### Extract
■ ■ ■ ■ ■ ■ ■

​Laura Mvula Dream State

​Laura MvulaDream State
"I don't want to lie anymore."
 
For Laura Mvula, pop-soul album The Dreaming Room is both her new 12-track record and current state of mind.
 
The Birmingham, UK singer-songwriter (with classically trained vocals that have drawn comparisons to Billie Holiday and Nina Simone) has experienced a lot in a short span. Since 2013's superlative Steve Brown-produced Sing to the Moon — an entrancing work of orchestral soul, jazz, pop and gospel-influenced sounds — life for the former supply teacher was a whirlwind of hit singles and steady tour dates, punctuated by a crowd-pleasing appearance at Glastonbury.
 
But success was a discomforting cargo. Self-doubt, shyness and stage fright were constants in her life. A confluence of events — her parents' divorce, the impending dissolution of her own marriage — combined with escalating, debilitating panic attacks tested her resolve to continue as an artist. Formally diagnosed with clinical depression, Mvula is managing and moving on via therapy. Coming clean and going public with her mental health issues was challenging but the right thing to do, she says.
 
"It feels natural and right for me, the difference between being private and being fair," she offers. And there's power in being forthright: "Part of the power of the mind is that you think you're absolutely alone. I'm proud to be part of the team that's about tearing that down. Saying, 'Here I am.'"

■ ■ ■ ■ ■ ■ ■

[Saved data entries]
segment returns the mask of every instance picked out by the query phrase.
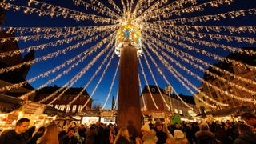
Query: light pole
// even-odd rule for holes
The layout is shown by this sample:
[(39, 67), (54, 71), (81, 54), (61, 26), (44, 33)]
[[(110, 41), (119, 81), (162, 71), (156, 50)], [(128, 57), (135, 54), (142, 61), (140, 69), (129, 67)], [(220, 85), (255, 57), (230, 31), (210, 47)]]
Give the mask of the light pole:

■ ■ ■ ■ ■ ■ ■

### Problems and tasks
1 – Answer these questions about the Laura Mvula profile:
(a) How many tracks are on The Dreaming Room?
(b) Who produced Sing to the Moon?
(c) What condition was Mvula formally diagnosed with?
2 – Rename "supply teacher" as "music teacher" in the Laura Mvula profile. Give the passage starting at the words "For Laura Mvula, pop-soul" and ending after "appearance at Glastonbury.".
3 – Take the Laura Mvula profile further, continuing after its last sentence.

### Answers to this exercise
1 –
(a) 12
(b) Steve Brown
(c) Clinical depression

2 –
For Laura Mvula, pop-soul album The Dreaming Room is both her new 12-track record and current state of mind.
 
The Birmingham, UK singer-songwriter (with classically trained vocals that have drawn comparisons to Billie Holiday and Nina Simone) has experienced a lot in a short span. Since 2013's superlative Steve Brown-produced Sing to the Moon — an entrancing work of orchestral soul, jazz, pop and gospel-influenced sounds — life for the former music teacher was a whirlwind of hit singles and steady tour dates, punctuated by a crowd-pleasing appearance at Glastonbury.

3 –
The Dreaming Room is delightfully subversive, bursting with sounds laced with effervescent elements of soul, pop, rock and Afrobeat. Working with Miles Davis collaborator John Scofield, funk guitar guru Nile Rodgers and the London Symphony Orchestra, the album is a disorienting dream. Tracks, from the heavenly hymn "Show Me Love" to the frenetic funk of "Phenomenal Woman," are abstract, allegorical, and uplift with sensations for the conscious mind to contemplate.
 
Creating the album was cathartic and also "terrifying" in a way, notes the 30-year-old. "The world of collaboration was new to me. It was a new creative experience," she says. "It took a minute to find the new language; it was another colour to my personality."
 
At the moment, she's focused on artistic expression and a positive well-being, compared to being concerned with any commercial considerations. That will come in the sureness of time, she explains.
 
"Things that are really treasured pieces of art just don't make sense until long after," she says. "It took everything to make this record. That's why it's a success to me."